= Exercise goal =
Please put each line of the material below into a JSON list of strings, one string per line, with blank lines skipped. Leave the picture lines out of the list.

--- start Records for the task ---

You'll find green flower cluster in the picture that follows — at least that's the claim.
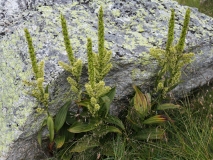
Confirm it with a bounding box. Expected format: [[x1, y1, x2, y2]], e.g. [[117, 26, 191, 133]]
[[59, 7, 112, 116], [85, 7, 112, 116], [58, 14, 83, 101], [150, 9, 194, 97], [24, 29, 49, 107]]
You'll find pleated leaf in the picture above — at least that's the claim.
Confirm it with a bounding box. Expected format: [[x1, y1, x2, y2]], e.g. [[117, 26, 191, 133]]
[[143, 115, 167, 124], [157, 103, 180, 110], [132, 128, 165, 141], [104, 115, 125, 130], [37, 119, 47, 146], [68, 119, 99, 133], [70, 136, 100, 153], [93, 125, 122, 137]]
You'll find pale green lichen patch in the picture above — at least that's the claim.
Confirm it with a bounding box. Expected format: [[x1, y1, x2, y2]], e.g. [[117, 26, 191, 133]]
[[0, 32, 32, 156]]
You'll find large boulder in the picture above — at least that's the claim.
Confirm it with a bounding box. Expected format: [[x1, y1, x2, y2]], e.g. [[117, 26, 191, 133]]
[[0, 0, 213, 160]]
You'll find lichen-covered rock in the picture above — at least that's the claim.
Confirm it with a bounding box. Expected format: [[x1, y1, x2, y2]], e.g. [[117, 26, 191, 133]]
[[0, 0, 213, 160]]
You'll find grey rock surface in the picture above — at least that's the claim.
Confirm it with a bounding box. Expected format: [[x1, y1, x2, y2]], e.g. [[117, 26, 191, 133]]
[[0, 0, 213, 160]]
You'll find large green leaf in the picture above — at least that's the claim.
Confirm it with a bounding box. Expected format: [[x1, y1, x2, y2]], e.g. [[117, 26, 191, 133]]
[[70, 136, 100, 152], [93, 125, 122, 137], [104, 115, 125, 130], [77, 99, 90, 107], [68, 118, 101, 133], [55, 135, 65, 148], [143, 115, 168, 124], [37, 119, 47, 146], [157, 103, 181, 110], [54, 101, 71, 132], [47, 116, 54, 142], [132, 128, 165, 141]]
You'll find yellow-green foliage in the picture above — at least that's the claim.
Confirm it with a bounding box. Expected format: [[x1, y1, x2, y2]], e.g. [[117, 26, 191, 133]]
[[24, 29, 49, 107], [59, 7, 112, 116], [150, 9, 194, 97], [58, 14, 83, 101], [94, 7, 112, 82], [85, 7, 112, 116]]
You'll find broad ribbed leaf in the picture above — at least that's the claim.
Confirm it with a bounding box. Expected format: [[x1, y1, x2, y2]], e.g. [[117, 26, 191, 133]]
[[47, 116, 54, 142], [132, 128, 165, 141], [55, 135, 65, 148], [104, 115, 125, 130], [143, 115, 167, 124], [77, 100, 90, 107], [37, 119, 47, 146], [70, 136, 100, 152], [157, 103, 180, 110], [54, 101, 71, 132], [93, 125, 122, 137], [68, 119, 100, 133]]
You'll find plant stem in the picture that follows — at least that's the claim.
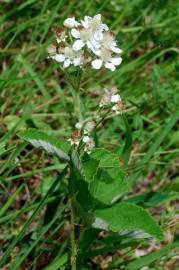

--- end Records for the task ---

= Complete answer =
[
  "You'll find green flower cluster in the picture that follows — at least that's the claim.",
  "Confirm it with a bounding box. Expected format: [[x1, y1, x2, y2]], e.g. [[117, 26, 191, 133]]",
  "[[59, 7, 112, 116], [85, 7, 112, 116], [58, 14, 83, 101], [150, 9, 194, 97], [24, 29, 49, 107]]",
  "You'll find pleated leaf in the picture above — at least that's the claim.",
  "Confirm it with a bounding box. Expected format: [[x1, y1, x2, y2]], e.g. [[117, 26, 191, 133]]",
  "[[143, 115, 167, 124], [157, 103, 180, 110], [132, 128, 165, 141], [104, 115, 125, 130], [37, 119, 47, 146], [68, 119, 99, 133], [70, 136, 100, 153], [93, 125, 122, 137]]",
  "You'll find pale green lichen patch in the picture above — at least that's the claim.",
  "Confirm it with a bounding box. Expected format: [[x1, y1, x2, y2]], e.g. [[117, 26, 191, 133]]",
  "[[0, 32, 32, 156]]",
  "You'll find large boulder in the picture above — at least that's the claim.",
  "Confirm it with a bounding box. Expected format: [[x1, y1, x2, y2]], e.g. [[117, 26, 191, 133]]",
  "[[0, 0, 213, 160]]",
  "You'll find lichen-covered rock in the picture above — at least that's the claim.",
  "Confirm it with a bounding box. Expected format: [[x1, y1, x2, y2]], e.g. [[117, 26, 191, 133]]",
  "[[0, 0, 213, 160]]",
  "You'll find grey rock surface in the picture above — at least that's the claim.",
  "Confirm it with a bounding box. Expected format: [[x1, y1, x2, y2]], e.g. [[117, 26, 191, 133]]",
  "[[0, 0, 213, 160]]",
  "You'll find large green leaf in the picture above — at least that's the claim.",
  "Confirm it with a bounding box. Expected format: [[x1, y1, x2, y2]], e.g. [[117, 26, 191, 133]]",
  "[[70, 136, 100, 152], [93, 125, 122, 137], [104, 115, 125, 130], [77, 99, 90, 107], [68, 118, 101, 133], [55, 135, 65, 148], [143, 115, 168, 124], [37, 119, 47, 146], [157, 103, 181, 110], [54, 101, 71, 132], [47, 116, 54, 142], [132, 128, 165, 141]]",
  "You'll find yellow-green foliage in the picture above — at least that's the claim.",
  "Confirm it with a bounding box. Expected format: [[x1, y1, x2, y2]], e.g. [[117, 26, 191, 133]]",
  "[[24, 29, 49, 107], [59, 7, 112, 116], [150, 9, 194, 97], [58, 14, 83, 101], [94, 7, 112, 82], [85, 7, 112, 116]]",
  "You'll find broad ribbed leaf in the picture above — at least that's the claim.",
  "Confirm it with a bounding box. Expected format: [[x1, y1, x2, y2]], e.g. [[117, 26, 191, 133]]",
  "[[47, 116, 54, 142], [132, 128, 165, 141], [55, 135, 65, 148], [104, 115, 125, 130], [143, 115, 167, 124], [77, 100, 90, 107], [37, 119, 47, 146], [70, 136, 100, 152], [157, 103, 180, 110], [54, 101, 71, 132], [93, 125, 122, 137], [68, 119, 100, 133]]",
  "You'll find plant stem in the picture that follows — at least that's the claim."
]